Hello,

On 2018-09-10 01:27, Magnus Ihse Bursie wrote:

On 2018-09-07 19:30, Erik Joelsson wrote:
Hello again,

Resurrecting this review. It is now part of proposed JEP and some details have changed. The alternate jvm variant is now called "nonspeculative", and so is activated with the command line flag "-nonspeculative". This is all in line with the proposed JEP.

Differences from last webrev are:

* The name of the new JVM variant
* Removed an unused AC_SUBST

Webrev: http://cr.openjdk.java.net/~erikj/8202384/webrev.07/index.html
Looks good to me. But what about the change in GensrcJfr.gmk? (I might have asked about this before...)

It's a leftover but still needed IMO. This patch initially contained the fix for separating output dirs for the jfr java gensrc tool. That fix was then applied separately, but as I see it incompletely. If we compile the tool in the GensrcX.gmk file, then we must also filter the classes being compiled so we don't recompile every tool in every GensrcX.gmk file. Right now, there are no other tools in that src root, but there may well be in the future, especially if we start moving all build tools into a common dir.

/Erik
/Magnus

/Erik


On 2018-06-11 23:29, Magnus Ihse Bursie wrote:


On 2018-06-11 22:42, Erik Joelsson wrote:
Hello,

Based on the discussion here, I have reverted back to something more similar to webrev.02, but with a few changes. Mainly fixing a bug that caused JVM_FEATURES_hardened to not actually be the same as for server (if you have custom additions in configure). I also added a check so that configure fails if you try to enable either variant hardened or feature no-speculative-cti and the flags aren't available.

Webrev: http://cr.openjdk.java.net/~erikj/8202384/webrev.05/index.html
 Looks good to me. Thanks for all the effort!

/Magnus


/Erik

On 2018-06-11 00:10, Magnus Ihse Bursie wrote:
On 2018-06-08 23:50, Erik Joelsson wrote:
On 2018-06-07 17:30, David Holmes wrote:
On 8/06/2018 6:11 AM, Erik Joelsson wrote:
I just don't think the extra work is warranted or should be prioritized at this point. I also cannot think of a combination of options required for what you are suggesting that wouldn't be confusing to the user. If someone truly feels like these flags are forced on them and can't live with them, we or preferably that person can fix it then. I don't think that's dictatorship. OpenJDK is still open source and anyone can contribute.

I don't see why --enable-hardened-jdk and --enable-hardened-hotspot to add to the right flags would be either complicated or confusing.

For me the confusion surrounds the difference between --enable-hardened-hotspot and --with-jvm-variants=server, hardened and making the user understand it. But sure, it is doable. Here is a new webrev with those two options as I interpret them. Here is the help text:

 --enable-hardened-jdk   enable hardenening compiler flags for all jdk                           libraries (except the JVM), typically disabling
                          speculative cti. [disabled]
 --enable-hardened-hotspot
                          enable hardenening compiler flags for hotspot (all                           jvm variants), typically disabling speculative cti.                           To make hardening of hotspot a runtime choice,                           consider the "hardened" jvm variant instead of this
                          option. [disabled]

Note that this changes the default for jdk libraries to not enable hardening unless the user requests it.

┄┄┄┄┄┄┄┄┄┄

- _Complete the following_
• a. Rewrite the paragraph of the review thread that begins "Based on the discussion here" as a short list that keeps its main facts.
• b. Reproduce everything in the review thread from "On 2018-06-11 23:29, Magnus" down to "flags aren't available.", word for word.
You won't need the records that come next.

- _Data rows_
┄┄┄┄┄┄┄┄┄┄

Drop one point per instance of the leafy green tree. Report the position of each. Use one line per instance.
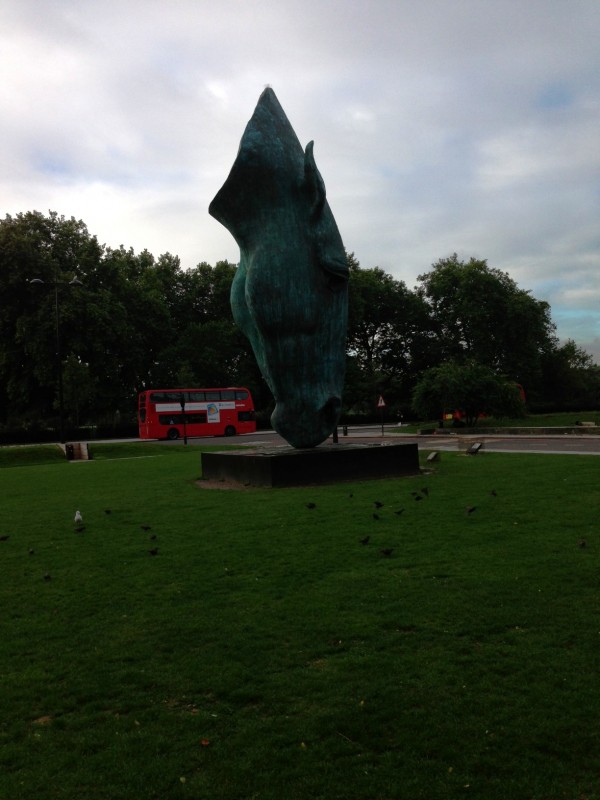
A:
(470, 387)
(54, 250)
(571, 379)
(389, 338)
(479, 313)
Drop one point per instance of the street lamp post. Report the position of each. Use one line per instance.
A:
(56, 285)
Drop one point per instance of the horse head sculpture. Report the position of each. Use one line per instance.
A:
(290, 291)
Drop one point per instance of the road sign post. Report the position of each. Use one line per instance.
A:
(381, 406)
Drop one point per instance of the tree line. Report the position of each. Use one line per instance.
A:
(130, 321)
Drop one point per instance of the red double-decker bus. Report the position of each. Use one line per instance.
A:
(175, 413)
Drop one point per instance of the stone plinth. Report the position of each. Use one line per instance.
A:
(285, 466)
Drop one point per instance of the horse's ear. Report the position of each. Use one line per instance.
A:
(313, 183)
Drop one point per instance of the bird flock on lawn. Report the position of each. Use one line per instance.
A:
(378, 513)
(79, 527)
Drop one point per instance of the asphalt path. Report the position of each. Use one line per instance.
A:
(578, 444)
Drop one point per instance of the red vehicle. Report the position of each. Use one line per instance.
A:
(171, 413)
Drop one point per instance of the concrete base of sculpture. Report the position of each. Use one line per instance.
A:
(285, 466)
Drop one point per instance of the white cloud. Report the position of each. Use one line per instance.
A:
(438, 127)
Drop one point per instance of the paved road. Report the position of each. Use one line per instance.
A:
(574, 444)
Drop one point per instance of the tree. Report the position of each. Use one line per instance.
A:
(470, 387)
(53, 249)
(570, 378)
(389, 337)
(479, 313)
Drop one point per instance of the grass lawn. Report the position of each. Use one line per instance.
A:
(264, 652)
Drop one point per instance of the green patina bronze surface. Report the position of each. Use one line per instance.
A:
(290, 292)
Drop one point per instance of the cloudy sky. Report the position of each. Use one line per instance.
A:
(440, 126)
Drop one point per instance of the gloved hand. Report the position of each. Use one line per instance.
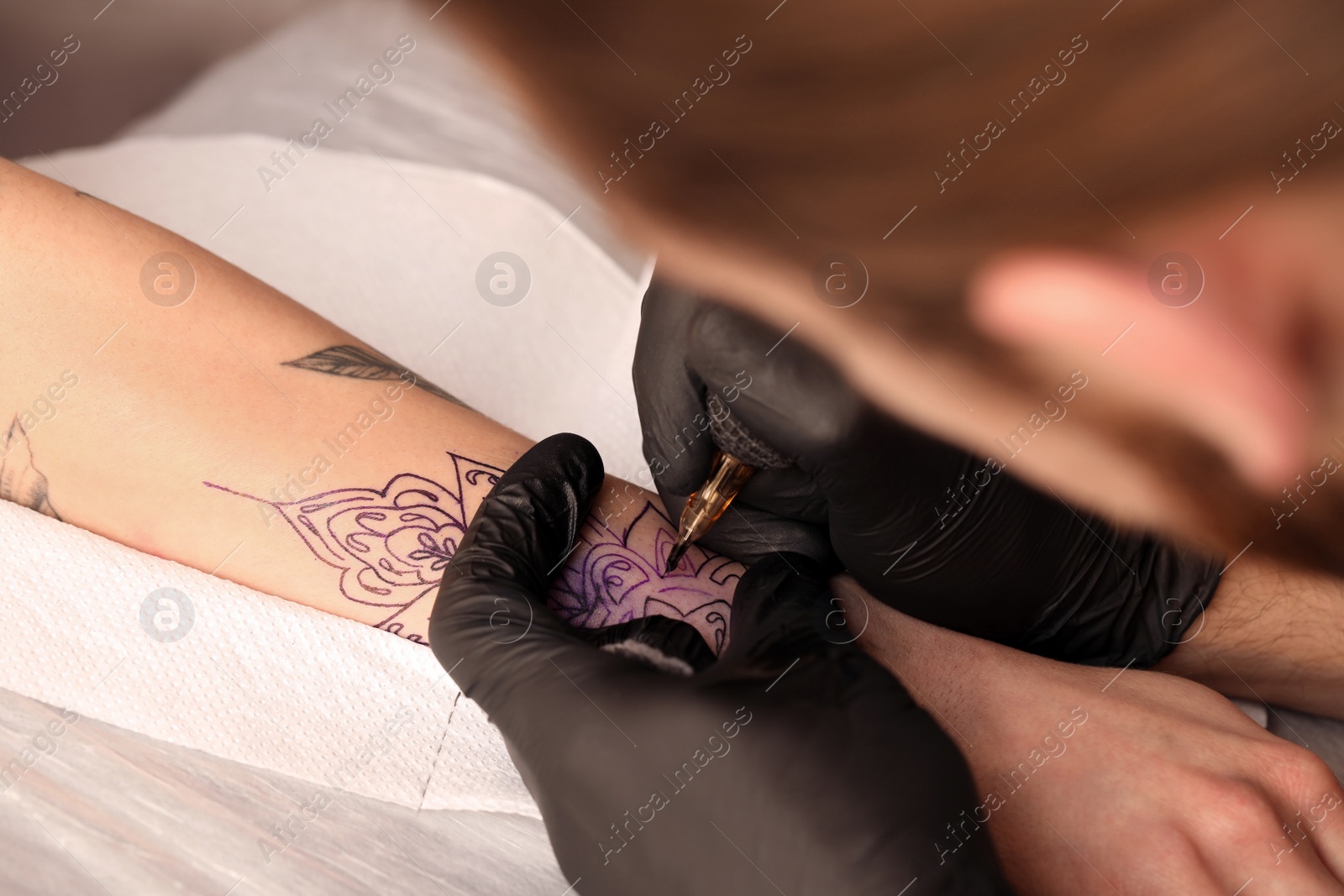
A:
(790, 765)
(924, 526)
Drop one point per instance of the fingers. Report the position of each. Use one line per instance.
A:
(490, 625)
(671, 396)
(790, 396)
(779, 510)
(1280, 825)
(786, 624)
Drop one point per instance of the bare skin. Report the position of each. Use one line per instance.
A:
(1104, 781)
(1270, 634)
(241, 434)
(186, 427)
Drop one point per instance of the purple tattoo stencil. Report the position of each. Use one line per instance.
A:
(390, 544)
(393, 544)
(606, 582)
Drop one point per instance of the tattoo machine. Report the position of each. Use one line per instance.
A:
(737, 457)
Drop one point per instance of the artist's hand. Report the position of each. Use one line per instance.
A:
(790, 765)
(1099, 781)
(937, 532)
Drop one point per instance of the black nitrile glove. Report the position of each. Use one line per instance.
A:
(925, 527)
(790, 763)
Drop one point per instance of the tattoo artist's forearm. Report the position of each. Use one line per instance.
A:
(1270, 634)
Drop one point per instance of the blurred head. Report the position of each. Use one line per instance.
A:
(1005, 186)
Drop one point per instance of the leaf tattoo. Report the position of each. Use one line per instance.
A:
(358, 363)
(20, 479)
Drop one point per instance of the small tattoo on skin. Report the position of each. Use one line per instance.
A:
(390, 544)
(606, 582)
(358, 363)
(393, 544)
(20, 479)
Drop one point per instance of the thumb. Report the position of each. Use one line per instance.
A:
(784, 616)
(490, 626)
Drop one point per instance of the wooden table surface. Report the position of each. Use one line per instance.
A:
(108, 812)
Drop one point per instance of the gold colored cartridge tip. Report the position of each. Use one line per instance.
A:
(727, 476)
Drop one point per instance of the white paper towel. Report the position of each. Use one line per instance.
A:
(366, 242)
(255, 679)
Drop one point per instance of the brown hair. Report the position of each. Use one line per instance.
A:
(842, 116)
(806, 128)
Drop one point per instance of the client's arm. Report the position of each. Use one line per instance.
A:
(179, 406)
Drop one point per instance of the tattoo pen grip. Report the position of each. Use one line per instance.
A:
(738, 456)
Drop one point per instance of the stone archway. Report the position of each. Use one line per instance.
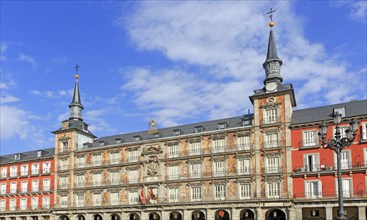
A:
(134, 216)
(222, 215)
(175, 216)
(154, 216)
(276, 214)
(97, 217)
(64, 217)
(81, 217)
(247, 214)
(197, 215)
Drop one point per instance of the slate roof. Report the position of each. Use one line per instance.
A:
(24, 156)
(232, 122)
(318, 114)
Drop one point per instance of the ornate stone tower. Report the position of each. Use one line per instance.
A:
(72, 136)
(272, 116)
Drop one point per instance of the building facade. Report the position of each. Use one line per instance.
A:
(27, 185)
(314, 168)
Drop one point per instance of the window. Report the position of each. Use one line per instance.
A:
(270, 116)
(173, 151)
(4, 171)
(115, 177)
(196, 193)
(364, 131)
(309, 138)
(243, 166)
(23, 204)
(80, 162)
(24, 186)
(2, 205)
(133, 156)
(219, 145)
(80, 200)
(199, 129)
(115, 198)
(195, 148)
(97, 179)
(97, 160)
(24, 170)
(244, 142)
(271, 140)
(133, 176)
(272, 165)
(13, 171)
(220, 192)
(313, 189)
(63, 182)
(273, 189)
(245, 191)
(34, 203)
(46, 202)
(3, 188)
(80, 180)
(13, 187)
(46, 184)
(46, 167)
(12, 204)
(195, 170)
(115, 158)
(63, 201)
(173, 172)
(345, 160)
(35, 185)
(311, 162)
(35, 169)
(219, 168)
(173, 195)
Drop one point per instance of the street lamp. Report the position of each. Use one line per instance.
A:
(337, 143)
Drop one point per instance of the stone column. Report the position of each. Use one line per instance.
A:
(329, 213)
(361, 213)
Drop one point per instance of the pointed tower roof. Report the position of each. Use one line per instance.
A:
(272, 53)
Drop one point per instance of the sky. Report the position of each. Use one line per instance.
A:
(177, 62)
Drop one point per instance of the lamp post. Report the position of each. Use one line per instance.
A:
(337, 143)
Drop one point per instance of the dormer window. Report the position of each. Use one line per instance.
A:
(222, 126)
(199, 129)
(340, 111)
(118, 141)
(176, 132)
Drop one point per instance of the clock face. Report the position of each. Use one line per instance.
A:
(272, 86)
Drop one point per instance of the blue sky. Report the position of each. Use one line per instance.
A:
(176, 62)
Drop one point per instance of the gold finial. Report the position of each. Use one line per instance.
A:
(270, 13)
(76, 69)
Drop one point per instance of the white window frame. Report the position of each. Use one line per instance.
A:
(311, 162)
(195, 148)
(219, 191)
(313, 189)
(196, 193)
(219, 168)
(173, 194)
(273, 189)
(244, 190)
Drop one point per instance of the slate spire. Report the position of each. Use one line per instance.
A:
(76, 106)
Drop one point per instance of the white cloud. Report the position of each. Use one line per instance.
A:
(60, 60)
(227, 42)
(13, 122)
(28, 59)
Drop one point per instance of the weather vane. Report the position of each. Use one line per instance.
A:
(270, 13)
(76, 69)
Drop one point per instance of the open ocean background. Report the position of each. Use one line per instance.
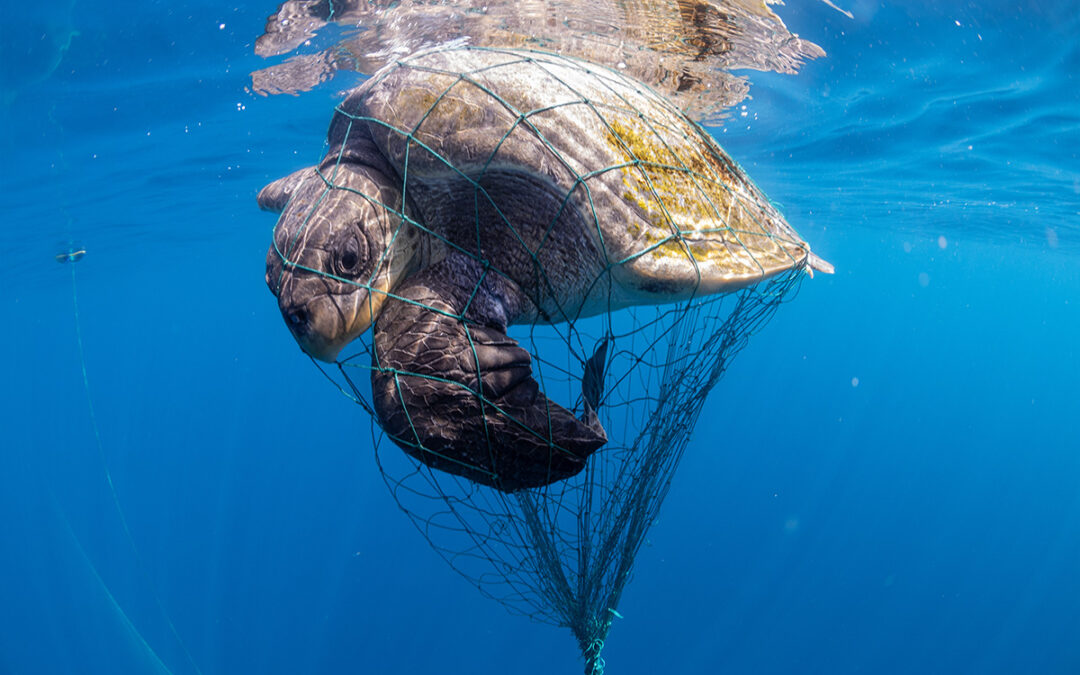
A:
(887, 481)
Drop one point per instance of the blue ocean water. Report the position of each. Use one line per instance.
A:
(887, 480)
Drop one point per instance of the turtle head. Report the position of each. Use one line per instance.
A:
(340, 245)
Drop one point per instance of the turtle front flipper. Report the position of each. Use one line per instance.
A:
(453, 390)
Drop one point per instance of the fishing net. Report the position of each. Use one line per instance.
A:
(558, 550)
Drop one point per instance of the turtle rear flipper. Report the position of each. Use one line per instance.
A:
(460, 396)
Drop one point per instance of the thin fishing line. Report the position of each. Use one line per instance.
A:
(126, 620)
(108, 476)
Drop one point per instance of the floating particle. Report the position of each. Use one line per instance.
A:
(73, 254)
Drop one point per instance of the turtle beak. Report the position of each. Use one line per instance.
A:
(324, 323)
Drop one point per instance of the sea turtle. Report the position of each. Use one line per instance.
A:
(468, 189)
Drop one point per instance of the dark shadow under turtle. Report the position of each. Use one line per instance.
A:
(466, 190)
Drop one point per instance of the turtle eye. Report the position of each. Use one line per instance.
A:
(351, 256)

┄┄┄┄┄┄┄┄┄┄

- _Task-by-task results_
• a.
- Went back to an approach close to webrev.02, with a few changes.
- Main change: fixed a bug that made JVM_FEATURES_hardened differ from server when configure has custom additions.
- Added a check so configure fails if the hardened variant or the no-speculative-cti feature is enabled and the flags aren't available.

• b.
On 2018-06-11 23:29, Magnus Ihse Bursie wrote:


On 2018-06-11 22:42, Erik Joelsson wrote:
Hello,

Based on the discussion here, I have reverted back to something more similar to webrev.02, but with a few changes. Mainly fixing a bug that caused JVM_FEATURES_hardened to not actually be the same as for server (if you have custom additions in configure). I also added a check so that configure fails if you try to enable either variant hardened or feature no-speculative-cti and the flags aren't available.